▸ WHAT THE TASK REQUIRES: Would you restate, exactly as they appear, the lines from the one containing "Expected: a single pin indicated on each instance of the framed" through the end of the data below?

------------------------------------

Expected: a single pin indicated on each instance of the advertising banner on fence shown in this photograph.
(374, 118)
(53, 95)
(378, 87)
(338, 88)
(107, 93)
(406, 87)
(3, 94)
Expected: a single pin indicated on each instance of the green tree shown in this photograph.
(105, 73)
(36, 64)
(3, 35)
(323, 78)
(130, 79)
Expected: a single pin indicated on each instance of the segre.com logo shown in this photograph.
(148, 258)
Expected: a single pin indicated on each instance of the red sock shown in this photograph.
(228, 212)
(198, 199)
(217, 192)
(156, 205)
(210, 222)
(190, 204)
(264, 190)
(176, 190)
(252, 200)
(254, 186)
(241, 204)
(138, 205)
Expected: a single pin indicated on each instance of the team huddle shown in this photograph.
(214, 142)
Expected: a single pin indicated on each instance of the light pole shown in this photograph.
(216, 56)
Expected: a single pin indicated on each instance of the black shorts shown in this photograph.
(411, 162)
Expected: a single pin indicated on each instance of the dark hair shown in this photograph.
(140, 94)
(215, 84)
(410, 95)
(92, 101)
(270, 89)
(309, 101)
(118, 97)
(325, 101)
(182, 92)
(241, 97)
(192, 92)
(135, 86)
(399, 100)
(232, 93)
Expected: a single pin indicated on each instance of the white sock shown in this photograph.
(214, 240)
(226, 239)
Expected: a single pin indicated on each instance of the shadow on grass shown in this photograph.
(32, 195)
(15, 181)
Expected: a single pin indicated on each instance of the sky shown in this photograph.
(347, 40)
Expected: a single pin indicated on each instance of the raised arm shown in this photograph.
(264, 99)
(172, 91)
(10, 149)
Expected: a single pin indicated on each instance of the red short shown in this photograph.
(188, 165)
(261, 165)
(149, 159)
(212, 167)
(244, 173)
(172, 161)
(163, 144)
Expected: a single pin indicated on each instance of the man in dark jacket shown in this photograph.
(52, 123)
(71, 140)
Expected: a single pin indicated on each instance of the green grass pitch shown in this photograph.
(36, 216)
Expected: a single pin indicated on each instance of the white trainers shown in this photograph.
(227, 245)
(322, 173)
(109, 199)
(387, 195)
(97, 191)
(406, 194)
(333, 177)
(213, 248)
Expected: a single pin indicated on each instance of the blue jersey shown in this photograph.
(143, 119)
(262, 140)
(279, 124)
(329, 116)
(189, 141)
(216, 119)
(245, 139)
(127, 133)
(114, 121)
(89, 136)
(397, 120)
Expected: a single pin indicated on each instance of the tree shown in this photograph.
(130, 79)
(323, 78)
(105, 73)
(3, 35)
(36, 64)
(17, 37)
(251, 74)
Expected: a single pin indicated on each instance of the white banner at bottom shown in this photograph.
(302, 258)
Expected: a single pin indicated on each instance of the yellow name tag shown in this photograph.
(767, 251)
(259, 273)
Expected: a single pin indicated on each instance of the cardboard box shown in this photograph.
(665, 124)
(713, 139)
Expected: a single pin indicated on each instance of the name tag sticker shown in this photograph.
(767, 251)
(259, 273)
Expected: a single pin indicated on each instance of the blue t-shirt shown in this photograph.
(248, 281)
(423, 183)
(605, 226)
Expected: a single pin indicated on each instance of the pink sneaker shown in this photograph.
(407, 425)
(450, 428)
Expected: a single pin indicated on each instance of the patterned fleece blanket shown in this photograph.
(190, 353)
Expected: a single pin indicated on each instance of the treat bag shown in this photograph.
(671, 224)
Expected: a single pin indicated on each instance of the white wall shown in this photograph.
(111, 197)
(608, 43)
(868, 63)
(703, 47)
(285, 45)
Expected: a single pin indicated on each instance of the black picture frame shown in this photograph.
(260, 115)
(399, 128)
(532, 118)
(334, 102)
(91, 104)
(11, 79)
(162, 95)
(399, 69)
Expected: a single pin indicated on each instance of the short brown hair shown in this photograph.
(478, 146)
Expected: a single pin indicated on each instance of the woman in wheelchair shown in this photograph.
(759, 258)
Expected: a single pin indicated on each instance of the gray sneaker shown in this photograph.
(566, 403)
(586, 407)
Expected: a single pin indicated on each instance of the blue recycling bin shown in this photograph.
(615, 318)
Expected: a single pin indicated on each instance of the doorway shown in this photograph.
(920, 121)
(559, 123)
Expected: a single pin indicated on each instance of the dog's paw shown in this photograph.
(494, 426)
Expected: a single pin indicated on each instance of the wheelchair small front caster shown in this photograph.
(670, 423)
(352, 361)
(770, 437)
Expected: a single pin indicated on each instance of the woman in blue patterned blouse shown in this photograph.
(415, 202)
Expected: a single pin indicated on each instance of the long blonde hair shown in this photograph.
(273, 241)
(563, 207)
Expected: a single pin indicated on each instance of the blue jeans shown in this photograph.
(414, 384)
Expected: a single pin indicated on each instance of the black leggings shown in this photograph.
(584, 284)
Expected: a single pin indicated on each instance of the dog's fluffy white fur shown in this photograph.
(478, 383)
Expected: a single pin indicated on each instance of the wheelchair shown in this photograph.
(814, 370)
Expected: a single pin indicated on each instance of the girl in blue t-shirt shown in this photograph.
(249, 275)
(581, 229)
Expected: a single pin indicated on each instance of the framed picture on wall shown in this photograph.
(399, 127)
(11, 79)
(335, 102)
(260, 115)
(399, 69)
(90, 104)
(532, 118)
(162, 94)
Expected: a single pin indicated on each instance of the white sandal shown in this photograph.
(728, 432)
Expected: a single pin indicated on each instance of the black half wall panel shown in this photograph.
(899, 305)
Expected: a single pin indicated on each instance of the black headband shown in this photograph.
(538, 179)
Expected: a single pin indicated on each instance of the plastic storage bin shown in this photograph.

------------------------------------

▸ SOLUTION FOR THIS PROBLEM:
Expected: a single pin indicated on each instance of the framed picture on wall shown in this photograph.
(399, 127)
(11, 79)
(335, 102)
(260, 115)
(399, 69)
(90, 104)
(532, 118)
(162, 94)
Expected: a single pin indicated on each instance of the white sandal shown in this photograph.
(728, 432)
Expected: a single pin indicated on each instance of the black half wall panel shown in this photograph.
(899, 305)
Expected: a single pin indicated on each instance of the black headband shown in this photograph.
(538, 179)
Expected: a single pin indicated on each instance of the plastic storage bin shown in this photograph.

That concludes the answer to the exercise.